▸ Text excerpt:
Alex C has provided some useful commentary on my
intentionally incendiary post concerning the POS (here).
It is useful because I think that it highlights an important misunderstanding
concerning the argument and its relation to the phenomenon of Auxiliary
Inversion (AI). So, as a public service, let me outline the form of the argument once more.
The POS is a tool for investigating the structure
of FL. The tool is useful for factoring out the causal sources for some or
another feature of a rule or principle of a language particular grammar G. Some
features of G (e.g. rule types) are what they are because the input is what it
is. Other features look as they do because they reflect innate principles of
FL.
For example: we trace the fact that English Wh movement
leaves a phonetic gap after the predicate that assigns it a theta role to the
fact that English kids hear questions like what
did you eat. Chinese kids don’t form questions in this way as they hear the
analogues of you ate what. In contrast we trace the fact that sentences
like *Everyone likes him with him interpreted as a pronoun bound by everyone as ill-formed back to Principle
B, which we (or at least I) take to arise from some innate structure of FL. So,
again, the aim of the POS is to distinguish those features of our Gs that have
their etiology in the PLD from those that have it in the native structure of
FL.
Note, for POS to be so deployable, its subject matter must
be Gs and their properties; their operations and principles. How does this
apply to AI? Well, in order to apply the
POS to AI we need a G for AI. IMO, and
that of a very large chunk of the field, AI involves a transformation that
moves a finite Aux to C. Why do we/I believe this? Well, we judge that the best
analyses of AI (i.e. the phenomenon) involves a transformation that moves Aux
to Comp (A-to-C) (i.e. A-to-C names a rule/operation)[1].
The analysis was first put forward in Syntactic
Structures (LSLT actually, though SS was the first place where many
(including me) first encountered it) and has been refined over time, in
particular by Howard Lasnik (the best discussion being here).
The argument is that this analysis is better for a variety of reasons than alternative
analyses. One of the main alternatives is to analyze the inversion via a phrase
structure operation, an alternative that Chomsky and Lasnik considered in
detail and argued against on a variety of grounds. Some were not convinced by
the Chomsky/Lasnik story (e.g. Sag, Pullum, Gazdar) as Alex C notes in linking
to Sag’s Sapir Lecture on the topic). Some
(e.g. me) were convinced and still are. What’s this have to do with the POS?
Well for those convinced by this story, there follows
another question: what does A-to-C’s properties tell us about FL? Note, this
question makes no sense if you don’t
think that this is the right description (rule) for AI. In fact, Sag says as much in his lecture
slides (here).

▸ Records provided:
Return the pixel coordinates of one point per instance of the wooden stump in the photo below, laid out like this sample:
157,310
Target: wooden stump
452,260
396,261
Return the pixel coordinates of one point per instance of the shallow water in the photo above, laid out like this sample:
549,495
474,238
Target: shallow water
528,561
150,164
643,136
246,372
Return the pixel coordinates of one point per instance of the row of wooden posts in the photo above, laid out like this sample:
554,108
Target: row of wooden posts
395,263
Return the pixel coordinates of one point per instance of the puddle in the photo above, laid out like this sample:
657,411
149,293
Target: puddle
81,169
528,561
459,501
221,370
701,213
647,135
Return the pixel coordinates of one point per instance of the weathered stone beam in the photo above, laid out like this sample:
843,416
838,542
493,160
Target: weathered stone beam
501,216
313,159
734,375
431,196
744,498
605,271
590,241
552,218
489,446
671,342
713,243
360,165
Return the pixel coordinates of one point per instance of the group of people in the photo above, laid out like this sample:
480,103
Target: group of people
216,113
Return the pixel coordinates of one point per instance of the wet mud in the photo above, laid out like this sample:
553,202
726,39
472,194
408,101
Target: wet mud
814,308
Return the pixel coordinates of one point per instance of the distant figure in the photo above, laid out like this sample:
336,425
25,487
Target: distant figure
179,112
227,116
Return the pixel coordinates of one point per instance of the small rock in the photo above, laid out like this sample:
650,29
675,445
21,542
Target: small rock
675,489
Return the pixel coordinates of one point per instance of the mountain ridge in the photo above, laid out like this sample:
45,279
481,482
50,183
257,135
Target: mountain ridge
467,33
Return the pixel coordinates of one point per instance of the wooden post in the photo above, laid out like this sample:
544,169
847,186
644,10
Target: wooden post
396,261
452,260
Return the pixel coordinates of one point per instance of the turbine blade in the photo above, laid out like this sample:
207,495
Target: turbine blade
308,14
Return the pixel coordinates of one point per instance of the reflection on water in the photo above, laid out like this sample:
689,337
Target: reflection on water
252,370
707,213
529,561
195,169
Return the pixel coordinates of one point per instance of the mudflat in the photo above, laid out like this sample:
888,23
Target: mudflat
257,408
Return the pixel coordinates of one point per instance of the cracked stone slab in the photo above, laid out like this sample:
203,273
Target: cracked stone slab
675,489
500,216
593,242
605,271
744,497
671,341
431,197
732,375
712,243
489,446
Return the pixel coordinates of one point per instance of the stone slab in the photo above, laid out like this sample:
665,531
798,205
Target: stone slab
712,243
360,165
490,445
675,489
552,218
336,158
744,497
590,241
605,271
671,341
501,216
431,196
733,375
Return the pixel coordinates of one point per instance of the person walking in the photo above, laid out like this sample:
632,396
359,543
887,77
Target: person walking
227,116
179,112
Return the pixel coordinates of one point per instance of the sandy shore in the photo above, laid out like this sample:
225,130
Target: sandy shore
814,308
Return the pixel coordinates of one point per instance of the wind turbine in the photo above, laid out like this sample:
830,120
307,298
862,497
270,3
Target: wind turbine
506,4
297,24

▸ Tasks and exercises:
• A. Write out again the stretch of the records from the line containing "of the mudflat" through the end of the records, keeping the requests, and raise every answer coordinate by 25.
• B. Carry on the post on the poverty of the stimulus argument from the point where it stops.
The records have no connection to the post on the poverty of the stimulus argument.

▸ The answers:
• A.
Return the pixel coordinates of one point per instance of the mudflat in the photo above, laid out like this sample:
888,23
Target: mudflat
282,433
Return the pixel coordinates of one point per instance of the cracked stone slab in the photo above, laid out like this sample:
203,273
Target: cracked stone slab
700,514
525,241
618,267
630,296
769,522
696,366
456,222
757,400
737,268
514,471
Return the pixel coordinates of one point per instance of the stone slab in the photo above, laid out like this sample:
665,531
798,205
Target: stone slab
737,268
385,190
515,470
700,514
577,243
361,183
769,522
615,266
630,296
696,366
526,241
456,221
758,400
Return the pixel coordinates of one point per instance of the person walking in the photo above, laid out like this sample:
632,396
359,543
887,77
Target: person walking
252,141
204,137
Return the pixel coordinates of one point per instance of the sandy shore in the photo above, laid out like this sample:
225,130
Target: sandy shore
839,333
Return the pixel coordinates of one point per instance of the wind turbine in the photo above, laid out like this sample:
830,120
307,298
862,497
270,3
Target: wind turbine
531,29
322,49

• B.
Reject this presupposition then the conclusion of the POS as applied to AI will
seem to you unconvincing (too bad for you, but them’s the breaks). Not because
the logic is wrong, but because the factual premise is rejected. If you do accept this as an accurate
description of the English G rule underlying the phenomenon of AI then you
should find the argument of interest.
So, given the rule
of Aux to Comp that generates AI phenomena, we can ask what features of the
rule and how it operates are traceable to the structure of the Primary
Linguistic Data (PLD: viz. data available to and used by the English Child in
acquiring the rule A-to-C) and how much must be attributed to the structure of
FL. So here we ask how much of the details of an adequate analysis of AI in
terms of A-to-C can be traced to the structure of the PLD and how much cannot.
What cannot, the residue, it is proposed, reflects the structure of FL.
I’ve gone over the details before, so I will refrain yet
again here. However, let’s consider for a second how to argue against the POS argument.
1. One
can reject the analysis, as Sag does. This does not argue against the POS, it
argues against the specific application in the particular case of AI.
2. One
can argue that the PLD is not as impoverished as indicated. Pullum and Scholtz
have so argued, but I believe that they are simply incorrect. Legate and Yang
have, IMO, the best discussion of how their efforts miss the mark.
These are the two ways to argue against the conclusion that
Chomsky and others have regularly drawn. The debate is an empirical one resting
on analyzed data and a comparison of
PLD to features of the best explanation.
What did Berwick, Pietroski, Yankama and Chomsky add to the
debate? Their main contribution, IMO, was two fold.
First, they noted that many of the arguments against the POS
are based on an impoverished understanding of the relevant description of AI.
Many take the problem to be a fact about good and bad strings. As BPYC note,
the same argument can be made in the domain of AI where there are no ill-formed
strings, just strings that are monoguous where one might have a priori expected ambiguity.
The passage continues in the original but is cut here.